#### SELECTED PASSAGE:
********************
Subject: Re: Getting "TLB IPI rendezvous failed..."
To: Frank van der Linden <fvdl@netbsd.org>
From: Stephan Uphoff <ups@tree.com>
List: tech-kern
Date: 01/11/2005 15:37:56
On Thu, 2004-12-23 at 07:50, Frank van der Linden wrote:
> On Thu, Dec 23, 2004 at 12:56:26AM -0600, Frederick Bruckman wrote:
> > 2) The general pattern seems to be that one cpu is at spipl(), waiting
> > for a lock, while the other cpu insists on doing something to the first
> > cpu, and has no way to back off? I wonder why it's only i386.
>
> That's the general deadlock pattern: one CPU is at a very high spl
> (splipi, which is the highest possible), waiting to acquire a lock. Another
> CPU holds the lock, and has to do something which involves sending an IPI
> and waiting for the other CPUs to receive it. But, the first CPU never
> gets it.
>
> I don't know why this problem has resurfaced recently for some people.
>
> Manuel is right, collecting the traces is the most important thing, it
> will show where the CPUs get stuck.
>
> - Frank
>
I think that sending IPIs needs to be protected with splclock() since
some interrupts may send IPIs.
x86_broadcast_ipi should also call x86_ipi to benefit from
i82489_icr_wait.
I should be able to test a fix over the next weekend.
Stephan
********************
#### RAW RECORDS:
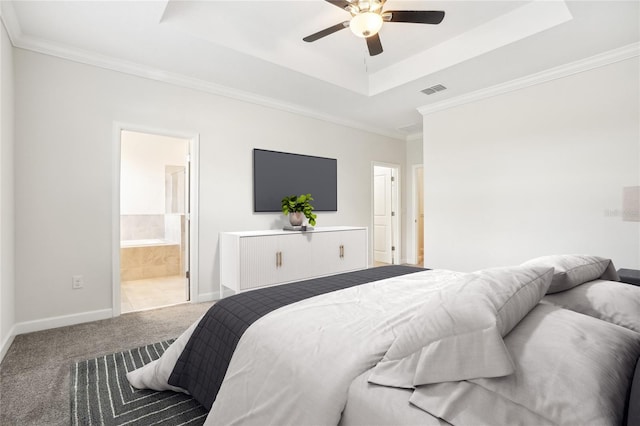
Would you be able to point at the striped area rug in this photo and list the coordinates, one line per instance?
(101, 394)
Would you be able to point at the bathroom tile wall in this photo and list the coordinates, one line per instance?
(142, 226)
(138, 263)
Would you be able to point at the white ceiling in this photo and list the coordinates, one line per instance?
(253, 50)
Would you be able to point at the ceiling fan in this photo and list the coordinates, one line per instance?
(367, 18)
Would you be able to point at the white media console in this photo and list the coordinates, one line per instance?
(254, 259)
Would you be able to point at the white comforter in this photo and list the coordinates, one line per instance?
(295, 365)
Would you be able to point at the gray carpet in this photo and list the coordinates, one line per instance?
(101, 394)
(35, 373)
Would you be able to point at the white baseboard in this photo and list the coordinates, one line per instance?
(61, 321)
(4, 348)
(214, 295)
********************
#### WORK TO COMPLETE:
(1) From the mailing-list reply about the TLB IPI deadlock above, copy the passage word for word, beginning at "Subject: Re: Getting" and stopping after "it's only i386.".
(2) In the mailing-list reply about the TLB IPI deadlock, what does Stephan Uphoff say sending IPIs should be protected with?

#### FULL SOLUTIONS:
(1)
Subject: Re: Getting "TLB IPI rendezvous failed..."
To: Frank van der Linden <fvdl@netbsd.org>
From: Stephan Uphoff <ups@tree.com>
List: tech-kern
Date: 01/11/2005 15:37:56
On Thu, 2004-12-23 at 07:50, Frank van der Linden wrote:
> On Thu, Dec 23, 2004 at 12:56:26AM -0600, Frederick Bruckman wrote:
> > 2) The general pattern seems to be that one cpu is at spipl(), waiting
> > for a lock, while the other cpu insists on doing something to the first
> > cpu, and has no way to back off? I wonder why it's only i386.

(2) splclock()